__Quoted text__
------------
7.5.5.1 Visualizing the correlation coefficients

syms = Prices.columns
N = len(syms)
plt.figure(figsize=(10,10))
for i in range(0,N):
    for j in range(0,N):
        plt.subplot(N,N,i*N+j+1)
        gca = plt.plot(Returns[syms[i]],Returns[syms[j]],'.',ms=1,alpha=0.5)
        gca[0].axes.spines['top'].set_visible(False)
        gca[0].axes.spines['right'].set_visible(False)
        gca[0].axes.get_xaxis().set_ticks([])
        gca[0].axes.get_yaxis().set_ticks([])
        plt.xlabel(syms[i])
        plt.ylabel(syms[j])
        plt.axis('square')
        plt.title(str(round(rho[syms[i]][syms[j]],3)))
plt.tight_layout()

plt.imshow(rho,cmap='hot',interpolation='nearest')

<matplotlib.image.AxesImage at 0x11c6fb908>

7.5 Return versus Volatility

plt.figure(figsize=(8,5))
for s in Returns.columns.values.tolist():
    plt.plot(np.sqrt(252.0)*stdev[s],252*rlin[s],'r.',ms=15)
    plt.text(np.sqrt(252.0)*stdev[s],252*rlin[s],"  {0:5<s}".format(s))

plt.xlim(0.0,plt.xlim()[1])
plt.title('Linear Return versus stdev')
plt.xlabel('Annualized Standard Deviation')
plt.ylabel('Annualized Linear Return')
plt.grid()

7.5.1 Creating Portfolios

A portfolio is created by allocating current wealth among a collection of assets. Let $w_n$ be the fraction of wealth allocated to the $n^{th}$ asset from a set of $N$ assets. Then

$$\sum_{n=1}^N w_n = 1$$

It may be possible to borrow assets, in which case the corresponding $w_n$ is negative. A long only portfolio is one such that all of weights $w_n$ are greater than or equal to zero.

7.5.1.1 Mean Return and Variance of a Portfolio

Denoting the total value of the portfolio as V, the value invested in asset $n$ is $w_nV$. At a price $S_n$, the number of units of the asset is $\frac{w_nV}{S_n}$ for a total value

$$ V = \sum_{n=1}^N \frac{w_n V}{S_n}S_n $$

at the start of the investment period. The value of the investment at the end of the period, $V'$, is given by

$$ V' = \sum_{n=1}^N \frac{w_n V}{S_n}(1+r^{lin}_n)S_n $$

Taking differences we find

$$ V' - V = \sum_{n=1}^N \frac{w_n V}{S_n}r^{lin}_nS_n $$

which, after division, yields the return on the portfolio

$$ r^{lin}_p = \frac{V'-V}{V} = \sum_{n=1}^N w_nr^{lin}_n $$

Taking expectations, the mean return of the portfolio

$$\boxed{\bar{r}^{lin}_{p} = \sum_{n=1}^N w_n \bar{r}^{lin}_n}$$

Variance of portfolio return

$$\boxed{\sigma_{p}^2 = \sum_{m=1}^N\sum_{n=1}^N w_m w_n \sigma_{mn}}$$

7.5.2 Examples of Portfolios with Two Assets

N_examples = 4

for i in range(0,N_examples):
    a,b = random.sample(Prices.columns.values.tolist(),2)
------------
__Task prompt__
In the portfolio text, what is true of every weight $w_n$ in a long only portfolio? Please answer in one sentence.

__Information supplied__
------------
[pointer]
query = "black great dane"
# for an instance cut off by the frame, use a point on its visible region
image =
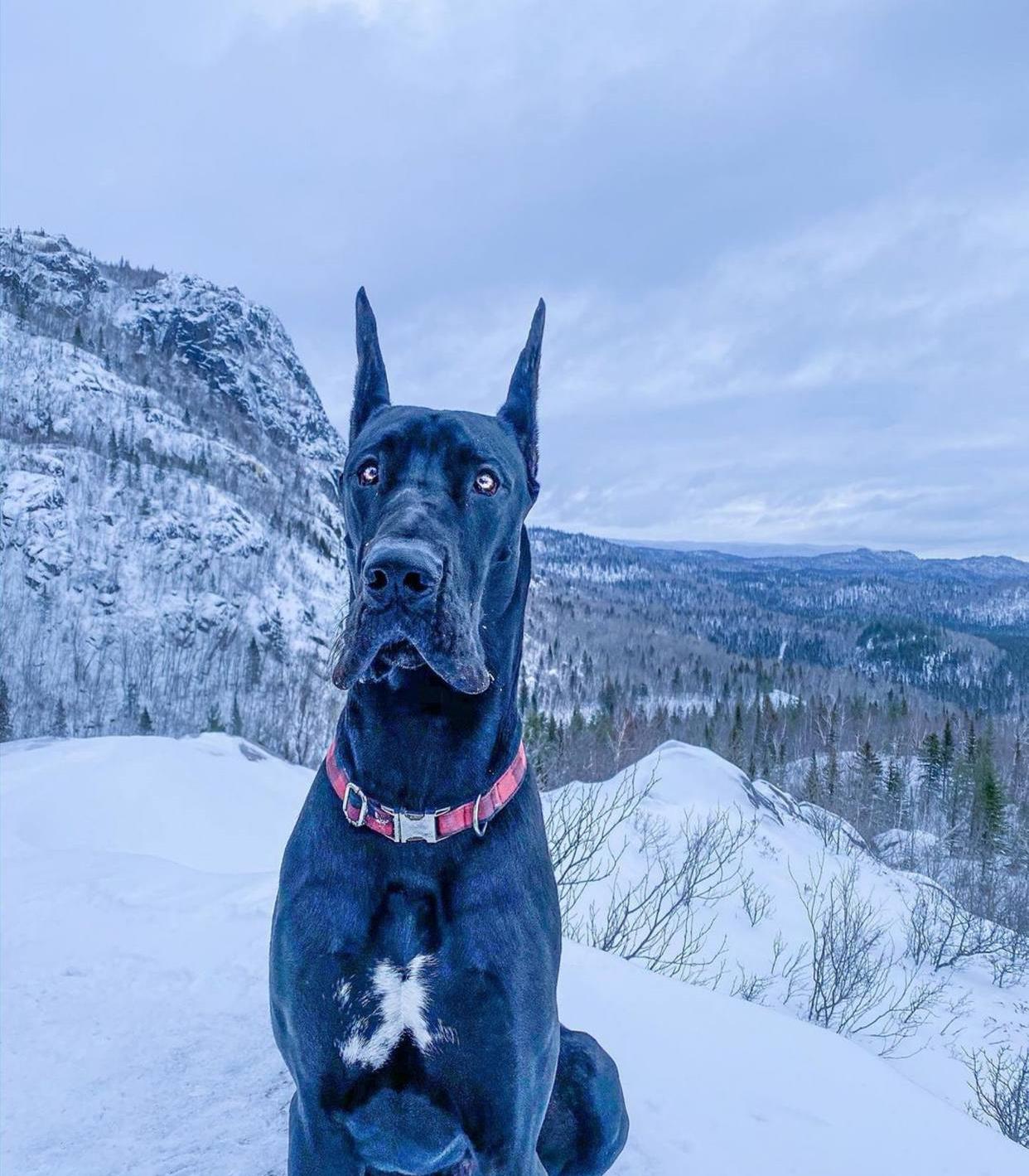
------------
__The result__
All of the weights $w_n$ are greater than or equal to zero.